(Problem statement)
Find every line in the material below that contains the word "lion" and copy each of those lines. Uppercase and lowercase letters count as different.

____________

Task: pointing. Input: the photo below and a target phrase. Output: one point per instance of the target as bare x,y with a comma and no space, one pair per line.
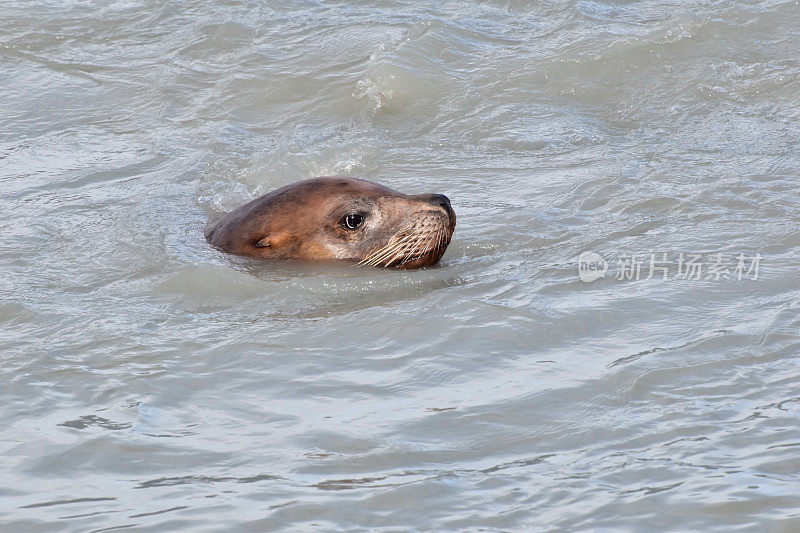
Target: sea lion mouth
420,244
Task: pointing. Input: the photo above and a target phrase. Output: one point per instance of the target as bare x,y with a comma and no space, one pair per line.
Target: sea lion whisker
378,256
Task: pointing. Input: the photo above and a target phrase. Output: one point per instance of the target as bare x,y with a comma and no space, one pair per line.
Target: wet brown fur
303,221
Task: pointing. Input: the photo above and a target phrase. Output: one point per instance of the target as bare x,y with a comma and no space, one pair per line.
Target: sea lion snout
442,201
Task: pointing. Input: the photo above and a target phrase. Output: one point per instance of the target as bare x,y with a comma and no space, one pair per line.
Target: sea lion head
340,219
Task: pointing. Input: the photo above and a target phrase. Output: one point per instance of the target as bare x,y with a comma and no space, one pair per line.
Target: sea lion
335,218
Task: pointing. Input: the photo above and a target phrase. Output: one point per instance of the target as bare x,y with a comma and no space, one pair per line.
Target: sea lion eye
352,221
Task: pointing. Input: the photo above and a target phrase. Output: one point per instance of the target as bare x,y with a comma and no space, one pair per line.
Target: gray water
151,383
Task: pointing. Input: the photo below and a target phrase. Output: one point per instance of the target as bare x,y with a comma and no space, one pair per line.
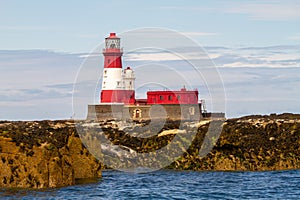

____________

(Result of the task)
Target: sea lion mouth
Target: sea lion whisker
Target: sea lion snout
Target: sea lion head
Target: sea lion
Target: sea lion eye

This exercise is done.